* **Tâches demandées**
• a. Dans le texte sur l'Union économique et monétaire, combien d'États membres ont adopté l'euro comme monnaie unique ?
• b. Rédigez la suite du texte sur l'Union économique et monétaire, à partir de sa dernière phrase.

* **Extrait du document**

Repenser notre mécanisme de solidarité économique et monétaire

La mise en œuvre depuis 1990 de l'Union économique et monétaire (UEM) a pour but principal de parachever le marché intérieur de l'Union. Il s’agit historiquement d'une création politique, fruit pour l'essentiel d'un accord franco-allemand destiné à ancrer l'Allemagne dans l'Union au moment de la chute du Mur. C'est pourquoi le volet monétaire de l'UEM a été construit selon des normes allemandes (stabilité des prix comme objectif principal, indépendance des banques centrales) tandis que le volet économique, nécessairement plus complexe car hétérogène, reste moins contraignant et moins fédéral. L'UEM est une construction différenciée, en ce sens que sa phase finale se limite actuellement à 18 Etats membres ayant adopté l'euro comme monnaie unique tandis que les 10 autres n'ont pas encore pu ou n’ont pas voulu accéder à
cette phase. C'est aussi une construction déséquilibrée, comportant un volet monétaire fédéral et un volet économique intergouvernemental. C'est enfin une construction incomplète comme la crise financière et économique l'a révélé.

1. Les progrès réalisés
L'UEM, et plus particulièrement la zone euro, a fonctionné sans trop de difficultés apparentes de 1999 jusqu'en 2007. En fait, des déséquilibres persistaient dans la zone mais étaient abrités par la politique monétaire unique.
Le volet économique comprend deux grands instruments :
- les Grandes Orientations des Politiques Economiques (« des » car elles restent nationales), qui visent une coordination des politiques économiques sur la base de recommandations.
- et la discipline budgétaire, qui vise à contrôler la politique budgétaire des Etats membres afin
d'éviter les déficits publics dits excessifs par des demandes de corrections contraignantes sur la base du pacte de stabilité.
Pour les deux instruments, la zone euro est individualisée par des enceintes spécifiques comme l'Eurogroupe et des contraintes renforcées. Par ailleurs, le financement monétaire des pouvoirs publics par les banques centrales et l'assistance financière des Etats en difficulté par les autorités publiques européennes ou nationales sont interdits.
Le volet monétaire comprend la mise en place du Système européen des Banques centrales (SEBC) et la création de la Banque centrale européenne (BCE). La zone euro est individualisée par l'Eurosystème - formé de la BCE et des banques centrales nationales des Etats membres de la zone - au sein duquel le Conseil des gouverneurs définit la politique monétaire unique de la monnaie unique pour la zone euro, en particulier son taux de refinancement.

La crise a révélé l'ampleur des divergences entre Etats membres, montré l'incomplétude du système mis en place et l'application laxiste des règles adoptées. Les autorités communautaires et nationales ont tenté de pallier ces défauts en adoptant un certain nombre de réformes.

* **Matériel fourni**
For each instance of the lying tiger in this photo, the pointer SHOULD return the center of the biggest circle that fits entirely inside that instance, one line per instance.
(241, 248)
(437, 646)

* **Réponses aux exercices**
• a. Dix-huit États membres.

• b.
Sur le plan économique, plusieurs mesures ont été engagées :
- création du « semestre européen » : période de coordination des politiques structurelles, macroéconomiques et budgétaires, sur la base des examens menés par la Commission ;
- renforcement de la discipline budgétaire par l'adoption du Six Pack et du Two Pack, qui élargissent les indicateurs des performances économiques, accroissent les pouvoirs de surveillance et de contrôle de la Commission sur les budgets nationaux et consolident le volet répressif du pacte de stabilité.
- Un nouveau traité international (car la République tchèque et le Royaume-Uni ne l'ont pas signé) dit Traite sur la stabilité, la coordination et la gouvernance (TSCG), prévoit un renforcement de la discipline budgétaire avec un objectif de quasi équilibre budgétaire sur la base d'une « règle d'or » (interdisant aux Etats de dépasser un déficit structurel de 0,5% du
PIB).
- Mise en place d'une structure financière d'aide aux pays en difficulté (d'abord par un ensemble d'accords bilatéraux, puis par le Fonds européen de stabilité financière et enfin par le Mécanisme européen de stabilité (MES), autre traité intergouvernemental. Sur le plan monétaire, la BCE a considérablement assoupli sa politique afin de déverser de la liquidité sur le marché et a lancé des opérations dites « non conventionnelles » :
- des opérations de rachat de titres publics sur le marché secondaire (le Securities Market Programme - SMP, puis le programme Outright Monetary Transactions - OMT, annoncé mais non encore appliqué).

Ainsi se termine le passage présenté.